▶ _WHAT NEEDS TO BE DONE_
Could you repeat the data word for word while skipping the pictures?
--- SUPPLIED RECORDS ---
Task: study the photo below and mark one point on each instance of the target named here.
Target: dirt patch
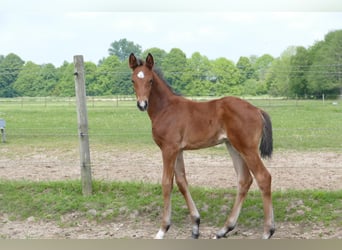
(290, 170)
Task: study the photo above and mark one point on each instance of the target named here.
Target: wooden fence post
(82, 118)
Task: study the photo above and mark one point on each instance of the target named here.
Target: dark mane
(161, 76)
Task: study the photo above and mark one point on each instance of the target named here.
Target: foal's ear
(133, 63)
(149, 61)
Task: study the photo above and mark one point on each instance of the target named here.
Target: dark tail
(266, 144)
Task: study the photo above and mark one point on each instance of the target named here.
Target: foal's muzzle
(142, 105)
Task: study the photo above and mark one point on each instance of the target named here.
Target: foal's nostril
(142, 105)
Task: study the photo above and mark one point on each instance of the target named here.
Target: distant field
(52, 122)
---
▶ _SOLUTION FOR THIS EXERCISE_
Task: study the photo below and mark one point on each instance of the target named here.
Target: dirt patch
(290, 170)
Task: study the photo above and mark one point on each instance of the target named here.
Target: wooden fence post
(82, 118)
Task: study the photo above and mark one point on each instance of the target named here.
Target: dark mane
(161, 76)
Task: study the photo above and mark one point on each instance of the target named here.
Target: foal's ear
(133, 63)
(149, 61)
Task: study the photo above and mark one point on each instance of the target named here.
Target: dark tail
(266, 144)
Task: study the photo above and mark one point on each instance of the target named here.
Target: foal's muzzle
(142, 105)
Task: study the photo above and mark one point on each instance of the target named here.
Target: foal's nostril
(142, 105)
Task: study the photo above and mark one point on each instance of the target named here.
Target: distant field
(52, 122)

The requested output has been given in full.